Records from a data source
┌──
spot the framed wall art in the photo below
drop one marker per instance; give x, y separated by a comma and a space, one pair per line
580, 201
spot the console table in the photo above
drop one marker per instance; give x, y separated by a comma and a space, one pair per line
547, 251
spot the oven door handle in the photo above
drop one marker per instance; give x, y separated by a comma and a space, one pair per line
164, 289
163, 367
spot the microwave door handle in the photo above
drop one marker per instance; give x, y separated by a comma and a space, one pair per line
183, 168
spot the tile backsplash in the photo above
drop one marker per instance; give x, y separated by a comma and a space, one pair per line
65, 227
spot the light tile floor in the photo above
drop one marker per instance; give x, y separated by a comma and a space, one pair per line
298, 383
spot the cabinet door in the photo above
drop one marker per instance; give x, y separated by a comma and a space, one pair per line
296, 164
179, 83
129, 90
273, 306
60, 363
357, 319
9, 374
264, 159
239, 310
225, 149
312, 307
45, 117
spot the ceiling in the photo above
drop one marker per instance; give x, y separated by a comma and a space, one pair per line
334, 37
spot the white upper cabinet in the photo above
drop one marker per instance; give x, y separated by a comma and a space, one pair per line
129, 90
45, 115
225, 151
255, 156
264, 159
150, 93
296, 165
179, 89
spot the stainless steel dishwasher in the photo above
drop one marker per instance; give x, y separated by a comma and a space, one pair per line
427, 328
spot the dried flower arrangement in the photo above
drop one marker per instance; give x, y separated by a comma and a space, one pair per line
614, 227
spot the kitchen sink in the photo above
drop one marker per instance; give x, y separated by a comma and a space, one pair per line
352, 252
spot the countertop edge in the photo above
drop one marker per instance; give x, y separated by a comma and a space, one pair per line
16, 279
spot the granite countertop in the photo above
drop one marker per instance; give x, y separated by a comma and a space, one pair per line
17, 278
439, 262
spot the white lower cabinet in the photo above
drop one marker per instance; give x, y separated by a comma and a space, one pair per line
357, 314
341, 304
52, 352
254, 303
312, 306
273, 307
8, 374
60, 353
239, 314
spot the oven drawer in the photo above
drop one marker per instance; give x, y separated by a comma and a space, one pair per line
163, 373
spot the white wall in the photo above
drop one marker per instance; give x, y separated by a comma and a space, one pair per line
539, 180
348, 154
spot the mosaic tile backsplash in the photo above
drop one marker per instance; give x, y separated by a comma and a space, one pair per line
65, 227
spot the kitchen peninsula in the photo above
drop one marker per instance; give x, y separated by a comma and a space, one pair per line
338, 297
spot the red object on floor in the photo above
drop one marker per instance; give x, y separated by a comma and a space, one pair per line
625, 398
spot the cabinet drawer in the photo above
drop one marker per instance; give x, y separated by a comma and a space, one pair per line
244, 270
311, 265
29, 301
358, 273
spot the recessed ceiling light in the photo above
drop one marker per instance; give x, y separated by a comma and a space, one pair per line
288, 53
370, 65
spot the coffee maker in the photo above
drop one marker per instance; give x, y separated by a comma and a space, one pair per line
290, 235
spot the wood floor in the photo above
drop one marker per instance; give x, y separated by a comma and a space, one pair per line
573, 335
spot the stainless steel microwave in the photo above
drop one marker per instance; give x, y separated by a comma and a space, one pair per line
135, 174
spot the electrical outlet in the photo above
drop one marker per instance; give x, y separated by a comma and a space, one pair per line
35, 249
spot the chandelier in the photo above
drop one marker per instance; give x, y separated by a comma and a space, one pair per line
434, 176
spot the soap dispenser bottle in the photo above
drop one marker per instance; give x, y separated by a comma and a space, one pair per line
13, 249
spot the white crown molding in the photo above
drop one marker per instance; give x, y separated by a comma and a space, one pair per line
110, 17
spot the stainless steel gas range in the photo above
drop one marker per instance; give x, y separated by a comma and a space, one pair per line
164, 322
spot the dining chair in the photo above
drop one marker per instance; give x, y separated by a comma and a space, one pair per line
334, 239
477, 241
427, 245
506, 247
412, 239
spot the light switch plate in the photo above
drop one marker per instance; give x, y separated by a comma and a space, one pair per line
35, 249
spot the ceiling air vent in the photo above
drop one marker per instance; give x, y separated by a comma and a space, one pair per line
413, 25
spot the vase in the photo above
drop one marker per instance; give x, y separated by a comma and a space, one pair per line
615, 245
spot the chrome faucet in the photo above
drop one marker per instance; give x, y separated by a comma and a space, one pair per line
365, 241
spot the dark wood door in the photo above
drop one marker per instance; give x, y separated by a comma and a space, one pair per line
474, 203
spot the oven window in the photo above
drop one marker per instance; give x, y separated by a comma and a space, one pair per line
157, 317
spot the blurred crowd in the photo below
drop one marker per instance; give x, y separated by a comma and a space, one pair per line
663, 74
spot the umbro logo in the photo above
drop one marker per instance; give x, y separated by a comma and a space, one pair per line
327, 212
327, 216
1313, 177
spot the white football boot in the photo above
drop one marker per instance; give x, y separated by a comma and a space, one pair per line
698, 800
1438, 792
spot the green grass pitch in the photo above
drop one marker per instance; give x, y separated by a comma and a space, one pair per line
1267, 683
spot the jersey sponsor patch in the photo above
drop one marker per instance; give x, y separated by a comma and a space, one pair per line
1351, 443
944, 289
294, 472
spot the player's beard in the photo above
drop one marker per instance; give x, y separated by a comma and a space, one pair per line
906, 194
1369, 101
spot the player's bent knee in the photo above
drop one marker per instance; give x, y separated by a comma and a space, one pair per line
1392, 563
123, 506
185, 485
└──
Reproduce the whole listing word for word.

* [IN RESPONSE]
spot the framed wall art in the photo below
drop one marker per instance; give x, y separated by a comma and a space, one pair per line
580, 201
spot the console table in the photo above
drop one marker per instance; give x, y separated by a comma and a space, one pair per line
547, 251
spot the oven door handle in the photo above
drop one marker per instance; give x, y separated by a comma and a space, one pair per line
164, 289
163, 367
spot the microwave door handle in the photo above
drop one marker per instance; give x, y separated by a comma and a space, one pair per line
183, 168
spot the tile backsplash in the photo above
drop one marker per instance; give x, y separated by a comma and a space, one pair per line
65, 227
spot the light tile floor in the photo above
drop one marker per instance; give x, y separated by a comma and a space, one pair per line
298, 383
spot the cabinet door in the photo above
drop one marker per instance; give x, y separated by a comma and a space, one pair per line
296, 164
179, 83
129, 90
273, 306
60, 363
357, 319
9, 374
264, 159
239, 310
225, 149
312, 307
45, 117
spot the ceiling in the photo above
drop one marker per instance; give x, y separated by a comma and a space, one pair per line
334, 37
spot the white upper cabinet in the photo above
drop one marker per instance; give x, y separated by a comma and a space, one pair per line
129, 90
45, 115
225, 151
255, 156
264, 159
150, 93
296, 165
179, 89
spot the stainless steel dishwasher in the photo above
drop one marker per instance; give x, y separated by a comma and a space, one pair per line
427, 328
spot the dried flower arrangement in the photo above
drop one marker per instance; give x, y separated by a comma and a space, one pair per line
614, 227
spot the kitchen sink in the photo above
drop one marker per instance; give x, y separated by a comma and a space, one pair per line
352, 252
spot the countertop edge in the photo above
drop one marker per instance; give x, y separated by a comma and a space, one pair per line
16, 279
spot the granite countertop in the photo above
drop one marker per instance; give x, y separated by a comma and a space, one pair per line
17, 278
439, 262
spot the white lower cabinet in the photo above
drop one marker per instance; give x, y separated by a comma and a space, one pair per line
357, 314
341, 304
52, 352
254, 303
312, 306
273, 307
8, 374
60, 353
239, 314
spot the oven drawer in the photo above
drop one marker per instance; give x, y separated by a comma and a space, one pair per line
163, 373
spot the white wall in the photo above
drop one marker per instance; give x, y separated by a comma and a space, one pair per line
539, 180
348, 154
spot the mosaic tile backsplash in the photo above
drop one marker per instance; give x, y separated by a comma and a space, one pair per line
65, 227
spot the kitchen peninsula in the photo above
drop one marker per instance; give x, y separated by a comma and a space, one pair per line
338, 297
spot the red object on floor in the photo above
drop one marker per instance; give x, y separated by a comma and a space, one pair per line
625, 398
spot the cabinet drawer in the photo above
drop one marker per instance; give x, y separated by a comma and a space, one pair per line
244, 270
311, 265
29, 301
358, 273
spot the recessed ceiling light in the photo above
drop one marker per instance; give x, y separated by a comma and a space, one pair per line
288, 53
370, 65
spot the coffee maker in the photo above
drop one marker per instance; give x, y separated by a comma and a space, one pair per line
290, 235
spot the wood floor in the photo above
drop one marker per instance; give x, y separated by a comma and a space, one pair per line
573, 335
spot the stainless steel microwave in the photo above
drop one marker per instance; give x, y separated by a comma and a space, one pair per line
135, 174
spot the electrical outlet in the photo above
drop one marker per instance; give x, y separated by a comma and a space, one pair per line
35, 249
spot the chandelier in the photo above
drop one marker per instance; give x, y separated by a comma and a space, one pair per line
434, 176
spot the soap dispenser bottle in the photo above
drop one marker per instance; give x, y separated by a comma and a space, one pair per line
13, 249
spot the white crown molding in the photo above
drop one marker per instance; give x, y separated by a comma and a space, one pair per line
110, 17
spot the stainless steel gas range in the photo above
drop one marker per instance; give x, y separated by a comma and a space, one pair per line
164, 322
spot the dining chair in the photo above
drop one marker per instance; give x, y separated by a comma and a space, one pair per line
334, 239
477, 241
427, 245
506, 247
412, 239
spot the light switch plate in the photo above
drop one marker per instance; give x, y separated by a comma and a space, one pair per line
35, 249
spot the ceiling air vent in the photo above
drop one marker per instance; give x, y separated by a comma and a space, one pair per line
413, 25
spot the vase in the photo above
drop one marker per instance; give x, y separated by a comma and a space, one pair per line
615, 245
spot the chrome faucet in the photo above
drop one marker per instance; give x, y separated by a comma and a space, one pair per line
365, 241
spot the dark wood door in the photo above
drop one marker per instance; give x, y separated by a comma and a space, one pair per line
474, 203
spot the oven window in the photo above
drop one marker per instance; give x, y separated by a comma and a space, one pair per line
157, 317
spot the blurred crowd in the photo below
drop one marker per instance; give x, y separated by a comma and a space, one pair per line
663, 74
spot the umbro logo in the photo above
drop one marker per instance; give x, y separated by a comma and a space, one pair per line
327, 212
327, 216
1313, 177
spot the white football boot in the photo above
drop one marker per instance; give x, y separated by a comma and a space, one pair per line
698, 800
1438, 792
spot the green grass pitch in the photo above
drop one marker per instance; give x, y separated by a comma and a space, one pair per line
1267, 683
spot the jersey sponsor patch in the photo above
drop one marker per instance; give x, y separated by a comma and a space, one pair per line
1351, 443
944, 289
294, 472
spot the player's beard in the photo above
drop one marker per instance; give x, y separated by a comma and a space, one pair per line
906, 194
1369, 101
spot the player's bent knee in the photo above
drop one marker per instance; give x, y separated by a comma and a space, one pair per line
1392, 563
123, 506
185, 485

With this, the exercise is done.